═════ SUPPLIED MATERIAL ═════

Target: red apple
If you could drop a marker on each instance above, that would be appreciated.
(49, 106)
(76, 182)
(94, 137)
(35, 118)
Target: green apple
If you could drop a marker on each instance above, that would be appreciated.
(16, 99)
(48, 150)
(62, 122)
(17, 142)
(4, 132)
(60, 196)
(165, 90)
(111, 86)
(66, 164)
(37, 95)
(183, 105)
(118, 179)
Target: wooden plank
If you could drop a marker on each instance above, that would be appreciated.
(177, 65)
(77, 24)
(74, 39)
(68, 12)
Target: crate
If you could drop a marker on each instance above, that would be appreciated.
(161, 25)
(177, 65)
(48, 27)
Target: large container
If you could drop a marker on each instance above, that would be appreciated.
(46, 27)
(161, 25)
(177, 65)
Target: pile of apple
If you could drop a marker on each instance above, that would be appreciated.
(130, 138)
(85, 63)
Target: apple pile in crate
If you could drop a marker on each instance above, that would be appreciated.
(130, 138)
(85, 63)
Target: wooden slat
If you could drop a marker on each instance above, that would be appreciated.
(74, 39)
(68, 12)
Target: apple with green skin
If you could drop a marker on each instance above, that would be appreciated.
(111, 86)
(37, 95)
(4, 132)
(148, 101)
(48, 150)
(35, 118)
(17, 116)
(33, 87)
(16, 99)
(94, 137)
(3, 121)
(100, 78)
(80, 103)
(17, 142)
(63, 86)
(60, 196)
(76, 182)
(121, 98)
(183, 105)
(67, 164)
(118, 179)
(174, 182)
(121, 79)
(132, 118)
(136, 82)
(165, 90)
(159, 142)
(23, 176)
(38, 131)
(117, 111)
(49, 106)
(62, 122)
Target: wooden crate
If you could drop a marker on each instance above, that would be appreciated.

═════

TASK REQUIREMENTS - Copy the data word for word, from the line containing "Target: wooden slat" through the end of the data.

EXERCISE SOLUTION -
Target: wooden slat
If you could drop a marker on each instance above, that would be appreciated.
(74, 39)
(68, 12)
Target: apple with green skin
If you could drop a marker on each instance above, that would be appreciated.
(111, 86)
(37, 95)
(4, 132)
(148, 101)
(48, 150)
(35, 118)
(17, 116)
(33, 87)
(16, 99)
(94, 137)
(3, 121)
(100, 78)
(80, 103)
(17, 142)
(63, 86)
(60, 196)
(76, 182)
(121, 98)
(183, 105)
(67, 164)
(118, 179)
(174, 182)
(121, 79)
(132, 118)
(136, 82)
(165, 90)
(159, 142)
(23, 176)
(38, 131)
(117, 111)
(49, 106)
(62, 122)
Target: wooden crate
If you could drop a marker on each instance above, that would be appreciated.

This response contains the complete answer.